[課題]
(1) 教員の職務経歴書についての本文のうち、「教員の職務経歴書は、どのよう」を含む語句で始まり「イメージできる内容にします。」で終わる部分を、「自己PR」を「自己アピール」に入れ替えて書き直すこと。
(2) 教員の職務経歴書についての本文を、途切れたところから引き継いで続きを書くこと。

[抜粋本文]
########
教員の職務経歴書は、どのように記載すればよいのでしょうか。魅力的な内容にする方法を知っていれば、採用される可能性が高まるでしょう。教員の経歴がある人や未経験から教員に転職する人など、それぞれの書き方のポイントと例文を紹介します。
この記事のポイント
- 教員の職務経歴書の書き方
- 教員の職務経歴書は「職務要約」「職務経歴」「生かせるスキルや資格など」「自己PR」で構成します。
- 教員未経験者がアピールすべきスキル・能力
- 教員未経験者は指導力やプレゼンテーションスキルなど、教員と関わりのあるスキル・能力をアピールします。
- 教員の職務経歴書での自己PRの書き方
- 自己PRではこれまでの経験や実績を交えながら強みをアピールし、応募先でどのように活躍できるかをイメージできる内容にします。
教員の職務経歴書の書き方
教員の職務経歴書の基本的な構成や、盛り込むべき内容を紹介します。教員に転職する際も、一般企業に転職する際と同様に、職務経歴書の内容を充実させることが必要です。
一般企業での経歴が中心で、教員が未経験の人向けの書き方のポイントも併せて見ていきましょう。
基本的なルールと構成
職務経歴書に、決まった書式はありません。採用担当者は応募者が今までの経験を生かして、どのように貢献してくれるのかを知りたいと思っています。
########
[資料]
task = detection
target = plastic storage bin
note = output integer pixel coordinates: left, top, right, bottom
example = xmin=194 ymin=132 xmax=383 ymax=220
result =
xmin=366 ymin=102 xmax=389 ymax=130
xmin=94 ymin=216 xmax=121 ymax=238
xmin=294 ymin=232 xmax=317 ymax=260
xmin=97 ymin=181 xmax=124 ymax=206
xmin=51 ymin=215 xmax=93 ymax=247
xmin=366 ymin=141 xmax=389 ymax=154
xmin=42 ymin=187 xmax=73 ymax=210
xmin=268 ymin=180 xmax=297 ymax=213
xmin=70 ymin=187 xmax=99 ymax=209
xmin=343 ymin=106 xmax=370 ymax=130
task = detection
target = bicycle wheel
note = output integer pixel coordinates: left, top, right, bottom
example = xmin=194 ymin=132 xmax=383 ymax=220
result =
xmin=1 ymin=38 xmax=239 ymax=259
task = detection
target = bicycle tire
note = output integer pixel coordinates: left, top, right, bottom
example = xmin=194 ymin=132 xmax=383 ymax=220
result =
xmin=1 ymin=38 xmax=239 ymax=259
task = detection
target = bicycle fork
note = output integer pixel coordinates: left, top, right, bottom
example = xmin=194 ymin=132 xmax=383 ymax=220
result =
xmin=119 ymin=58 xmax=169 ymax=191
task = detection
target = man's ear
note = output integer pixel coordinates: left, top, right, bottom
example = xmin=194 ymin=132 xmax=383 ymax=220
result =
########
[課題ごとの出力]
(1)
教員の職務経歴書は、どのように記載すればよいのでしょうか。魅力的な内容にする方法を知っていれば、採用される可能性が高まるでしょう。教員の経歴がある人や未経験から教員に転職する人など、それぞれの書き方のポイントと例文を紹介します。
この記事のポイント
- 教員の職務経歴書の書き方
- 教員の職務経歴書は「職務要約」「職務経歴」「生かせるスキルや資格など」「自己アピール」で構成します。
- 教員未経験者がアピールすべきスキル・能力
- 教員未経験者は指導力やプレゼンテーションスキルなど、教員と関わりのあるスキル・能力をアピールします。
- 教員の職務経歴書での自己アピールの書き方
- 自己アピールではこれまでの経験や実績を交えながら強みをアピールし、応募先でどのように活躍できるかをイメージできる内容にします。

(2)
これまでに、どこで何をやってきたのかを分かりやすくまとめるには、以下の要素で構成するのが基本です。
- 職務要約:これまでの経歴を3~5行程度で記載し、教員としての活躍をイメージできる内容にする
- 職務経歴:職歴を順番に記載。転職が多く経歴を書ききれない場合は、教員として評価される職歴をピックアップする
- 生かせるスキルや資格:教員として評価されやすい経験やスキルを中心に書く
自己PR:これまでの実績や経験とひも付けてアピールする
文章量が少なすぎると、経歴や自己PRを十分に伝えられない可能性があります。しかし、あまりに多すぎても読みづらいため、A4サイズの紙1~2枚程度にまとめるとよいでしょう。
指導経験や管理者としての経験を中心に
教員経験者は、教育経験や専門分野を記載し、具体的に何をしてきたのかを伝えましょう。業務内容を羅列するだけでなく、客観的な事実や具体的な行動を盛り込みます。
例えば、「どのような工夫をしたのか」「学校全体や生徒たちの変化」などを記載するとよいでしょう。
未経験者は、他者への指導経験や管理者の経験など、これまでの経験の中から教育分野に生かせそうなものをアピールするのがおすすめです。
一般企業で部下を指導した経験や、チームをまとめた経験などは強みになります。内容に説得力を持たせるためには、できるだけエピソードを交えて伝えることが大切です。
教員に転職したい人向け職務経歴書の例文3つ
例文を見ると、具体的な書き方をイメージしやすくなります。教員に転職したい人向けに、職務経歴書の例文を紹介するのでぜひ参考にしましょう。
小学校教員から中学校教員を目指す場合
【職務要約】
○○大学を卒業後、公立小学校の教員として生活指導や学習指導に従事してきました。学力の格差が大きい学校のため、幅広い児童が関心を持てるような指導に注力しています。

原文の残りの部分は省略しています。